Lines in the entries below where the word "dress" shows up should each be copied.
====== Provided data
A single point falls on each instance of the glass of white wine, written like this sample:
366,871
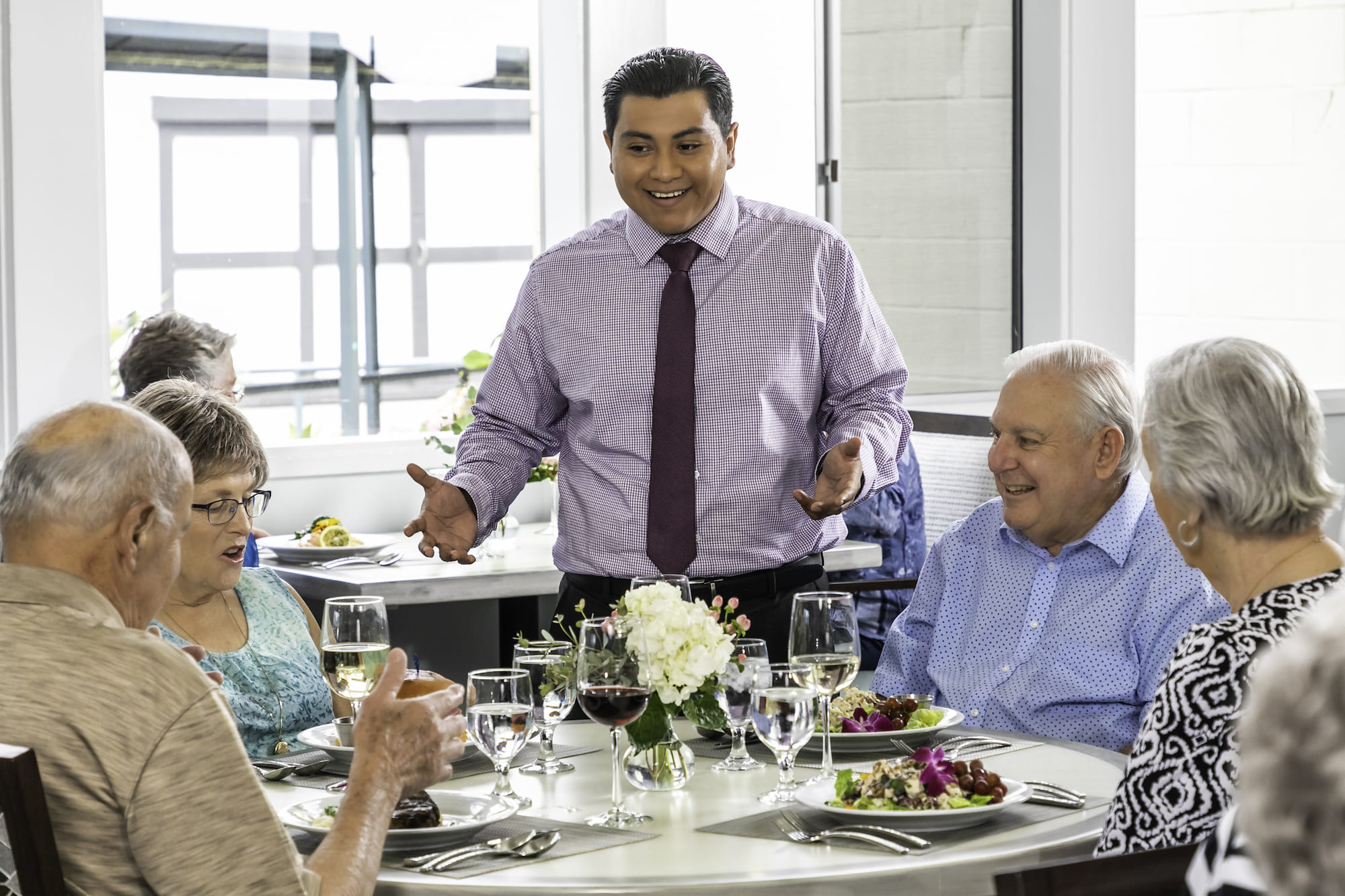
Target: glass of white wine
354,646
825,637
500,720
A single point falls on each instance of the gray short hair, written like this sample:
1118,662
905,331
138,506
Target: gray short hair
1104,384
217,435
1237,434
88,464
173,346
1293,740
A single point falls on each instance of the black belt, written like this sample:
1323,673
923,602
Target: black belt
766,583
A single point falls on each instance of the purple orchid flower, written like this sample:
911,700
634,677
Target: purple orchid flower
938,771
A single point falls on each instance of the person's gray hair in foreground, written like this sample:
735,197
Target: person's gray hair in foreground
1293,771
1239,438
1104,382
147,782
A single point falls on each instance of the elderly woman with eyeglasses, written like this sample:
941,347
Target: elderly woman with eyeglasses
1235,443
254,627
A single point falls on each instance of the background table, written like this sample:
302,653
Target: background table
459,618
689,862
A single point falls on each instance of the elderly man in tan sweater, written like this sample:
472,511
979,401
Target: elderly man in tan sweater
147,782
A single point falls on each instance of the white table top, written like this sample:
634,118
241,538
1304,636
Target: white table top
685,861
525,569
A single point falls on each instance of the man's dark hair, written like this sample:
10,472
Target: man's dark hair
171,346
668,71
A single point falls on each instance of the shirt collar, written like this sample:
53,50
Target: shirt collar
54,588
715,233
1114,533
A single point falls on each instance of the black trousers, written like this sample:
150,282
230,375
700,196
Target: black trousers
765,598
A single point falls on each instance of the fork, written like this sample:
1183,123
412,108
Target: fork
919,842
801,837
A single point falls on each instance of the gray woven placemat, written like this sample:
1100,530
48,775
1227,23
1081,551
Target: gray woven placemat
576,837
763,825
466,767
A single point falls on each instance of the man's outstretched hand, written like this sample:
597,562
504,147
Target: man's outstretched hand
446,520
839,483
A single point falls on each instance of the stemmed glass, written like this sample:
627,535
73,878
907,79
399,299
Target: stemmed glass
681,583
735,696
783,716
825,637
354,646
552,670
500,720
614,692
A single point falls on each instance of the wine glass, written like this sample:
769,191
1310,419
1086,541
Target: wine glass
825,637
614,690
551,666
681,583
735,696
354,646
500,720
783,716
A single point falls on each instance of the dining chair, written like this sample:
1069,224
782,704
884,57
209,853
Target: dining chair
29,858
1160,872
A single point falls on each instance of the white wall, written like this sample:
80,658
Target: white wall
54,147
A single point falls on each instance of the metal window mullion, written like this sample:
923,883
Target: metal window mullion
419,253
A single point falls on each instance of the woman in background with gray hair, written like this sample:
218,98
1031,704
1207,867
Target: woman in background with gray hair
1235,446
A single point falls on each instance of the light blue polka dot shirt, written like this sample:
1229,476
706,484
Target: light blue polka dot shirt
1070,646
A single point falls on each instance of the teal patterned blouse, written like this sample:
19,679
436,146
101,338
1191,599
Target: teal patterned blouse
278,634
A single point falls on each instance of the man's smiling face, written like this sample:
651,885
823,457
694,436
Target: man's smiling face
669,159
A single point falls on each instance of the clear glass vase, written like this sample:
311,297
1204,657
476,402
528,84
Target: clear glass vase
666,766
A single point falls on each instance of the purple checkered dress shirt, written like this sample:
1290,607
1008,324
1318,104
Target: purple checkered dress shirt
============
▸ Task output:
A single point falls on each instance of the purple checkered dress shirt, written like this sample:
Target: purple checkered dress shirt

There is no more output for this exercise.